▸ **The request**: Please count the lines in the data below that contain the word "roof" and reply with that number alone.

============================================================

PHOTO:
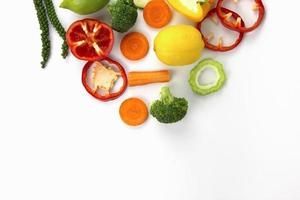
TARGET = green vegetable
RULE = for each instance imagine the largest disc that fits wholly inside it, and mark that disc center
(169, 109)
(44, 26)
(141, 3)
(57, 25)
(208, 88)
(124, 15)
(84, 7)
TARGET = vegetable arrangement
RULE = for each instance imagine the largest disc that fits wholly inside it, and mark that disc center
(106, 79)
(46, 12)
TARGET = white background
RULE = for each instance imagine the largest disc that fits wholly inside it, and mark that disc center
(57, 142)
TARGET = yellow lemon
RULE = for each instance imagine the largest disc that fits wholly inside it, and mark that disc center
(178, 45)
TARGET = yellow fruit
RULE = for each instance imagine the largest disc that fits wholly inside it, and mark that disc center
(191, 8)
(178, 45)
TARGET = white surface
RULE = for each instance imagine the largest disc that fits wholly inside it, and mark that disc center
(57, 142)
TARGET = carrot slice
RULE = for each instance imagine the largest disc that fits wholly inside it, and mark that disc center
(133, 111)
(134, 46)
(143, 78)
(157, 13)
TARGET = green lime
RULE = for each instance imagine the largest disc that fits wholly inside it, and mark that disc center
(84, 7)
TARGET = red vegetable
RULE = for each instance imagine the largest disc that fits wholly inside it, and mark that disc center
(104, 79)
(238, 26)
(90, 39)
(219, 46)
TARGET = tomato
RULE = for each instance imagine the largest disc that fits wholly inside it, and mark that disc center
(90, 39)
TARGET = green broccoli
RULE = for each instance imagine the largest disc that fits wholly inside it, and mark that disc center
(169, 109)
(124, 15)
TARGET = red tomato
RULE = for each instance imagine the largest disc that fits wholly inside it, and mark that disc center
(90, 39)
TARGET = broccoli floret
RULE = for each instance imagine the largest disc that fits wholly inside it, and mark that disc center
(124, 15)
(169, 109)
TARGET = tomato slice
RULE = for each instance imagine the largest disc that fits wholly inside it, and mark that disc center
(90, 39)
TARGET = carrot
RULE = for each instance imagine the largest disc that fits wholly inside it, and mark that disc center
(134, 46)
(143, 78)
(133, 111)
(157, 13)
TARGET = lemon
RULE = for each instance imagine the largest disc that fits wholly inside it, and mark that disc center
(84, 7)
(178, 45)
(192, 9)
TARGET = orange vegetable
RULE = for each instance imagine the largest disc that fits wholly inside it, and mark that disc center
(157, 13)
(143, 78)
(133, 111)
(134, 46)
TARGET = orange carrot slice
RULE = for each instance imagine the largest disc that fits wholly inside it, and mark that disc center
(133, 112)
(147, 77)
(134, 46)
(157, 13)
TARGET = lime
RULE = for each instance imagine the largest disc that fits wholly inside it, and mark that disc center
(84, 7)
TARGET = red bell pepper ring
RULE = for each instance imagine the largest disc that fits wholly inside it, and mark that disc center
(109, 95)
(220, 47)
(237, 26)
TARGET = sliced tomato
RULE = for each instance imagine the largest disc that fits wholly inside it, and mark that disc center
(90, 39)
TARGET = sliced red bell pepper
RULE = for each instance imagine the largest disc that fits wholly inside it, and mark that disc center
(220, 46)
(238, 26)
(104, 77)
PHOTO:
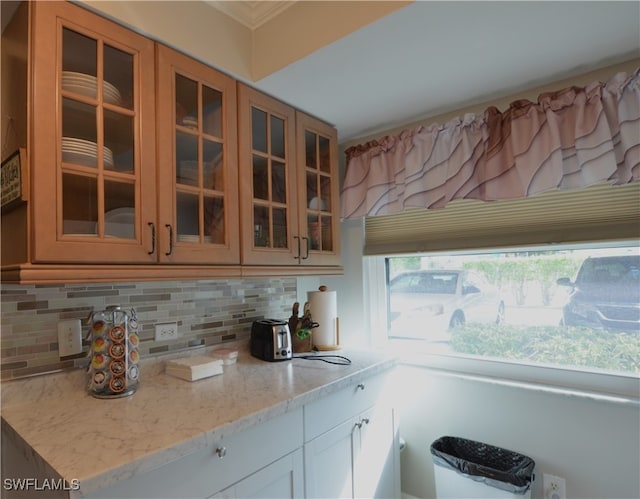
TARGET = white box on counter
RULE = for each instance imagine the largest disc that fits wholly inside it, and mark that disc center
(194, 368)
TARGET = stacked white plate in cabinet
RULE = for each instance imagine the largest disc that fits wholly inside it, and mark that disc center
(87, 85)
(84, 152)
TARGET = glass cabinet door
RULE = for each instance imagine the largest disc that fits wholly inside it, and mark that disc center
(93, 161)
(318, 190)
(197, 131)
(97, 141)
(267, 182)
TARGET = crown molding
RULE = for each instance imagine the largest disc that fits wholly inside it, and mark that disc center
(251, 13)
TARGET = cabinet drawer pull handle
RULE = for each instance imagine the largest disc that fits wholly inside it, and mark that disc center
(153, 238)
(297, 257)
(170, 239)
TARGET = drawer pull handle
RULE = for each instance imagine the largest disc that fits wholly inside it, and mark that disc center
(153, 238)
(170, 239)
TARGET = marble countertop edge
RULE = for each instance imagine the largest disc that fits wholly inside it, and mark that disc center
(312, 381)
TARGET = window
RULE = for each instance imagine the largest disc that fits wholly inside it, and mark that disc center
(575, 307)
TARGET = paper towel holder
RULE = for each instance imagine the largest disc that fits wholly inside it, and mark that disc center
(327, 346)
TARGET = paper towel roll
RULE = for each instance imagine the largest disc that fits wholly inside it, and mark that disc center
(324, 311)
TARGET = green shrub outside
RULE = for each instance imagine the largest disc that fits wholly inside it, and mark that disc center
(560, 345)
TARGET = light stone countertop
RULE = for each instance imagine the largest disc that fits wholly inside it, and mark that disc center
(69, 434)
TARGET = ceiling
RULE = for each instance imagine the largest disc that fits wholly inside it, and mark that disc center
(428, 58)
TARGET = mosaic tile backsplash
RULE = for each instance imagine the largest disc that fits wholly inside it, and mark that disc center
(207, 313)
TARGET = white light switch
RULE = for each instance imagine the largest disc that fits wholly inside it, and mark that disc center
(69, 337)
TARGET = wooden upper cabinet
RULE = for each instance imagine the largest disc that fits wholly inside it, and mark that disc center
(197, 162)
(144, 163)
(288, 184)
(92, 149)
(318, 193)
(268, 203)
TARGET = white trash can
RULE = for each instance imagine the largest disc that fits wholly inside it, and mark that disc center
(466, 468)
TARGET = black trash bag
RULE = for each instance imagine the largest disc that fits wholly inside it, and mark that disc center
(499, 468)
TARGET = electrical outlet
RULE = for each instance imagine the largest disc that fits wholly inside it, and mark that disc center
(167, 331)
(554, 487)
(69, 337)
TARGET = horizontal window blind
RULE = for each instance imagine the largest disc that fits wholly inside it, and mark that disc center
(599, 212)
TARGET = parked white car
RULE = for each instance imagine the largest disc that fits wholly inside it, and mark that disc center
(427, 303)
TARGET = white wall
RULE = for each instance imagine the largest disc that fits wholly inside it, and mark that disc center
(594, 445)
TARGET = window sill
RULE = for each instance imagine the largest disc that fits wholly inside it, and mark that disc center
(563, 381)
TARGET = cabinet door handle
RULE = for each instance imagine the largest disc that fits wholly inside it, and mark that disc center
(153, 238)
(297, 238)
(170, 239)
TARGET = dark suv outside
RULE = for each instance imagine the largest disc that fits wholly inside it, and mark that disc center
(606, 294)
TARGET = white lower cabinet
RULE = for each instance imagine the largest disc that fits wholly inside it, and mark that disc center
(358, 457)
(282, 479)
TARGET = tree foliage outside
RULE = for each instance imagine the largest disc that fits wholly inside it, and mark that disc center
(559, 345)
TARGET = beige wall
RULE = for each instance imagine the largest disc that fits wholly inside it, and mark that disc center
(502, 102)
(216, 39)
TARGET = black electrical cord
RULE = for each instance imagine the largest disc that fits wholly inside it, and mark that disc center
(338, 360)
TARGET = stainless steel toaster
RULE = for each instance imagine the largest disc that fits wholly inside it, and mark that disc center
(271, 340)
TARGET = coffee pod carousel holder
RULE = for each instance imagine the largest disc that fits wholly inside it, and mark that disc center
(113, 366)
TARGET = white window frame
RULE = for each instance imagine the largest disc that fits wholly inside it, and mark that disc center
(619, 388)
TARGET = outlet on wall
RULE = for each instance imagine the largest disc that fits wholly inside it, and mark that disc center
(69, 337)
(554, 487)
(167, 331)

============================================================

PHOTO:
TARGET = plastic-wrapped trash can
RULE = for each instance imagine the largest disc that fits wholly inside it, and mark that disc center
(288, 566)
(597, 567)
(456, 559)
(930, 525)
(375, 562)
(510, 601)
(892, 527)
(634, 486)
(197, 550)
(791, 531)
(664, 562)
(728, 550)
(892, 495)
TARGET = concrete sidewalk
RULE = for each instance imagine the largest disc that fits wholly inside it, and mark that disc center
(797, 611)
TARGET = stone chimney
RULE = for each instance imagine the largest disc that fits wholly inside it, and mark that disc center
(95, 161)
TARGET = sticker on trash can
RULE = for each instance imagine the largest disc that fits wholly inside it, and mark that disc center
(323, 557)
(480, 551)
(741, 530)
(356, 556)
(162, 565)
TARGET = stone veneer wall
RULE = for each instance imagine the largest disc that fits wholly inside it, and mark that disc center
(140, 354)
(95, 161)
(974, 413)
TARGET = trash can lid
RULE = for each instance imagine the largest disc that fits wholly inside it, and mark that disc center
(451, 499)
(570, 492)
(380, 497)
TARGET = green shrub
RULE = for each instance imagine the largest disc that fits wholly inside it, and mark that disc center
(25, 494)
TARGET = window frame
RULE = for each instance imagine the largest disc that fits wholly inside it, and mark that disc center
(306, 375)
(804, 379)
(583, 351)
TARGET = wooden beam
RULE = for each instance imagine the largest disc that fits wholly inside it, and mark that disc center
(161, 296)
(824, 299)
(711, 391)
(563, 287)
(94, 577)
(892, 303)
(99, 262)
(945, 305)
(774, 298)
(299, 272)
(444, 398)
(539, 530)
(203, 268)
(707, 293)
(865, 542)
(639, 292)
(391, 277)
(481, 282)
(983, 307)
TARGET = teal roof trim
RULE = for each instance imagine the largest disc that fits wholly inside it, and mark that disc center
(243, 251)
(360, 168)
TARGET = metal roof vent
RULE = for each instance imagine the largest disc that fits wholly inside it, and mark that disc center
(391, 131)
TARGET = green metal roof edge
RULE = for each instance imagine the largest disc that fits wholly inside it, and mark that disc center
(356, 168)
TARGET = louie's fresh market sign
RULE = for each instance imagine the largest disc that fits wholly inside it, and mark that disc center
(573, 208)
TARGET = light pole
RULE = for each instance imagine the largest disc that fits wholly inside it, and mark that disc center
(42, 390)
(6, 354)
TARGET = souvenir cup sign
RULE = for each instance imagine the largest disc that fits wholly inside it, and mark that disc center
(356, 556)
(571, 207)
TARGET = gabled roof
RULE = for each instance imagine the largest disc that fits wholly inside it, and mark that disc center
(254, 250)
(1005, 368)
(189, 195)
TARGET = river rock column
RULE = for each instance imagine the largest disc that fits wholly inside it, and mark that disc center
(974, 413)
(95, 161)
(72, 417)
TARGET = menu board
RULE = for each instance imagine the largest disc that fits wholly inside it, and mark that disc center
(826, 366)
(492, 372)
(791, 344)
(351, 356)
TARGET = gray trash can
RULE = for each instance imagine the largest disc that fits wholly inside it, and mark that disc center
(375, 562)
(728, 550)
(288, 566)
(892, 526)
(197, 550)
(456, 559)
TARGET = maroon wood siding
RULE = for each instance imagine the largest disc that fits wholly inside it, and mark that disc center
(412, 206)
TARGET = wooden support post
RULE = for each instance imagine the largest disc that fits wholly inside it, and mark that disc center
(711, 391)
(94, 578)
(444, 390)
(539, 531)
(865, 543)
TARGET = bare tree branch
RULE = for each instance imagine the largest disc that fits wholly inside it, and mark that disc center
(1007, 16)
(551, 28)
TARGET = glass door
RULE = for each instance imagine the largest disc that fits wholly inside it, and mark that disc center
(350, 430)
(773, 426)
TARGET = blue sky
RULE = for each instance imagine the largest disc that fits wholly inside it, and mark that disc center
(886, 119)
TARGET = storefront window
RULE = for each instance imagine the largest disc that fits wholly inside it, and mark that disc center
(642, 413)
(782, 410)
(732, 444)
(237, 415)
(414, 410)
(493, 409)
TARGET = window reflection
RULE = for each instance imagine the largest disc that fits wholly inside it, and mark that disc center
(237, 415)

============================================================

▸ **Finished answer**: 4